**PROBLEM TO SOLVE:** Rewrite every line of the data below. Multiply each coordinate in the predicted boxes by 0.6 and round to the nearest whole number, with halves going up; leave all other numbers unchanged, and omit the pictures.

**ROWS:**
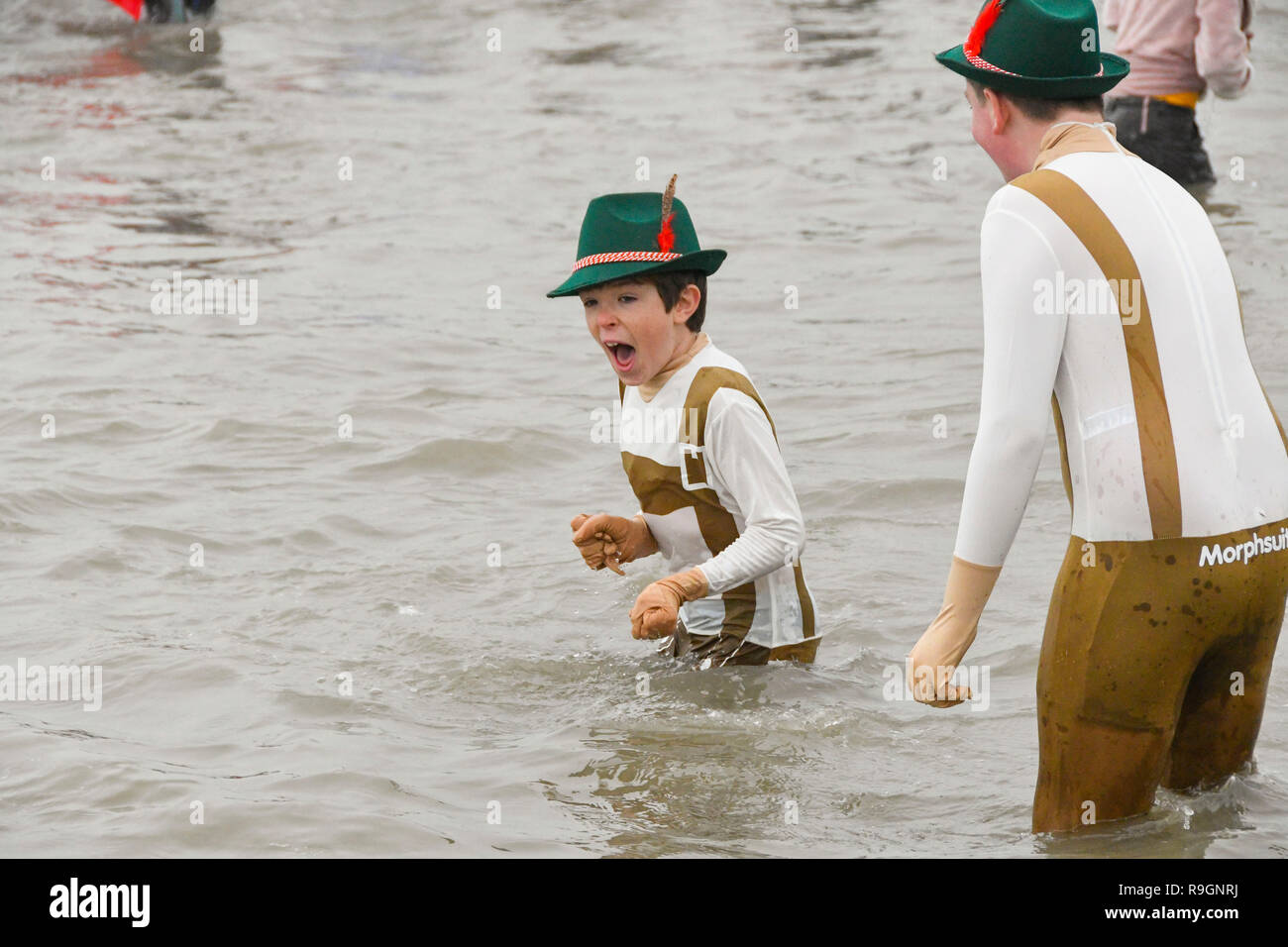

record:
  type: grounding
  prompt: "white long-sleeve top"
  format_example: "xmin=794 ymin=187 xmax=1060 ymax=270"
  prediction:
xmin=954 ymin=123 xmax=1288 ymax=566
xmin=618 ymin=343 xmax=816 ymax=648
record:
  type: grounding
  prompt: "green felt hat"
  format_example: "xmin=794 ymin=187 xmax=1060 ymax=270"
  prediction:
xmin=546 ymin=175 xmax=725 ymax=297
xmin=935 ymin=0 xmax=1130 ymax=99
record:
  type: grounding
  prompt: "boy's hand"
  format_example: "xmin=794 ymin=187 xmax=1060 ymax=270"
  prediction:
xmin=631 ymin=569 xmax=707 ymax=638
xmin=572 ymin=513 xmax=657 ymax=576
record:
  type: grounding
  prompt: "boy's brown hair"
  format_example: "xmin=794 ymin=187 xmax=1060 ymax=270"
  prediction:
xmin=587 ymin=270 xmax=707 ymax=333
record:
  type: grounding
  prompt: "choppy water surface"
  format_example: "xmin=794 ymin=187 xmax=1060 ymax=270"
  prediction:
xmin=0 ymin=0 xmax=1288 ymax=856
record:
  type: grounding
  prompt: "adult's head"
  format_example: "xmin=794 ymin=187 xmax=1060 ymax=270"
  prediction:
xmin=935 ymin=0 xmax=1129 ymax=180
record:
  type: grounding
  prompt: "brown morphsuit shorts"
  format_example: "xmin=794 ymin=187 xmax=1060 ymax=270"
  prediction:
xmin=1037 ymin=520 xmax=1288 ymax=780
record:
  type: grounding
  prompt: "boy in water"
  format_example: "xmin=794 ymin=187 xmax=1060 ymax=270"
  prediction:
xmin=546 ymin=176 xmax=818 ymax=666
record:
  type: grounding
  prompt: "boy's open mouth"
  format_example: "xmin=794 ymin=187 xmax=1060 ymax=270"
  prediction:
xmin=604 ymin=342 xmax=635 ymax=371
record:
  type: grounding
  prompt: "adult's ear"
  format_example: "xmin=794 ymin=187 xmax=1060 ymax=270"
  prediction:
xmin=984 ymin=89 xmax=1012 ymax=136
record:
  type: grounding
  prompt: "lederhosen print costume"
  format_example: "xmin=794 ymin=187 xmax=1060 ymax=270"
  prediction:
xmin=546 ymin=176 xmax=819 ymax=665
xmin=619 ymin=343 xmax=818 ymax=664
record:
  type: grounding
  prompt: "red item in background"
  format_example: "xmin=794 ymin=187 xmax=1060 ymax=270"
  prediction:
xmin=657 ymin=214 xmax=675 ymax=254
xmin=107 ymin=0 xmax=143 ymax=20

**EXERCISE RESULT:**
record:
  type: grounding
  prompt: "white long-sleeve top"
  format_example: "xmin=794 ymin=187 xmax=1060 ymax=270"
  prediction:
xmin=572 ymin=74 xmax=773 ymax=340
xmin=371 ymin=206 xmax=490 ymax=389
record:
  type: grounding
  prompt: "green felt hat"
  format_example: "xmin=794 ymin=187 xmax=1060 ymax=270"
  prediction:
xmin=328 ymin=105 xmax=435 ymax=178
xmin=561 ymin=0 xmax=678 ymax=59
record:
  type: grounding
  prompt: "boy's hand"
  format_example: "xmin=794 ymin=187 xmax=1060 ymax=270"
  prediction:
xmin=379 ymin=341 xmax=424 ymax=383
xmin=343 ymin=308 xmax=394 ymax=346
record:
  type: grounding
  prompt: "boy's brown hair"
  format_example: "xmin=794 ymin=187 xmax=1060 ymax=270"
  prediction:
xmin=352 ymin=162 xmax=424 ymax=200
record:
  type: grounding
  prompt: "choppy water surface"
  format_example: "xmin=794 ymin=187 xmax=1060 ymax=270"
  prediction:
xmin=0 ymin=0 xmax=773 ymax=514
record:
  type: grounding
  prompt: "adult's head"
  format_example: "xmin=794 ymin=187 xmax=1060 ymax=270"
  prediction:
xmin=561 ymin=0 xmax=677 ymax=108
record:
  type: grounding
  prompt: "brown morphsuit shorts"
  format_example: "xmin=794 ymin=187 xmax=1060 ymax=270"
  prediction:
xmin=622 ymin=312 xmax=773 ymax=468
record:
  type: grounding
  prompt: "boy in water"
  format_example: "xmin=794 ymin=187 xmax=1060 ymax=270"
  prediction:
xmin=328 ymin=106 xmax=491 ymax=400
record:
  type: grounding
  prompt: "boy's open mouth"
  format_example: "xmin=794 ymin=187 xmax=1060 ymax=270"
  prediction:
xmin=362 ymin=205 xmax=381 ymax=223
record:
  type: grounding
  prompt: "adult's ear"
  format_example: "xmin=794 ymin=187 xmax=1060 ymax=270"
  prediction:
xmin=590 ymin=53 xmax=607 ymax=82
record:
  type: grounding
  prompt: "lederhosen print costume"
  format_example: "xmin=794 ymin=187 xmax=1060 ymax=270"
  prediction:
xmin=328 ymin=106 xmax=491 ymax=399
xmin=371 ymin=206 xmax=491 ymax=398
record:
  type: grounding
  prompt: "red item in background"
  format_example: "xmin=794 ymin=187 xmax=1060 ymax=270"
  prediction:
xmin=394 ymin=128 xmax=405 ymax=152
xmin=64 ymin=0 xmax=86 ymax=12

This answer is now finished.